Count the lines below that contain the word "handle". Give only the number.
______
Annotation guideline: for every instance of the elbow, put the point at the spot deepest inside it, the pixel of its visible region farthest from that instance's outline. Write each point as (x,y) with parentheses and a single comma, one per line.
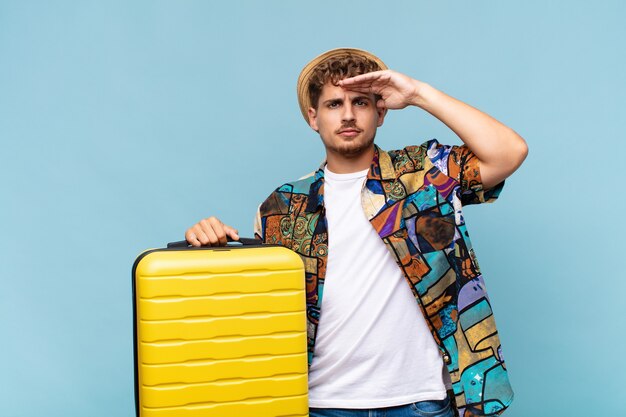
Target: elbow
(519,151)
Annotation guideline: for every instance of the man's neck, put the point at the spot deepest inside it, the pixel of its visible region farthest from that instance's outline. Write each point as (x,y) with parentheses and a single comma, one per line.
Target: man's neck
(340,164)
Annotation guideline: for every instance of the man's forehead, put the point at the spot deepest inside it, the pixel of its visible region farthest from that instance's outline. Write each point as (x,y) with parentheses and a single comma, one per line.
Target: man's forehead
(330,91)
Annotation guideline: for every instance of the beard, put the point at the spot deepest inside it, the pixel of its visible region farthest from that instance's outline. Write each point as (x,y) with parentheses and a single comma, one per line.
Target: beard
(349,148)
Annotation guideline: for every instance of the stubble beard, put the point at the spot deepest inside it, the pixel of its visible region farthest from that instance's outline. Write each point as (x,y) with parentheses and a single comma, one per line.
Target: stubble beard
(351,149)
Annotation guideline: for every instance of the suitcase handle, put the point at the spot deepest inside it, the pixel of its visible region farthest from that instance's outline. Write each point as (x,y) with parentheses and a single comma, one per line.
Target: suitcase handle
______
▸ **Response to this task**
2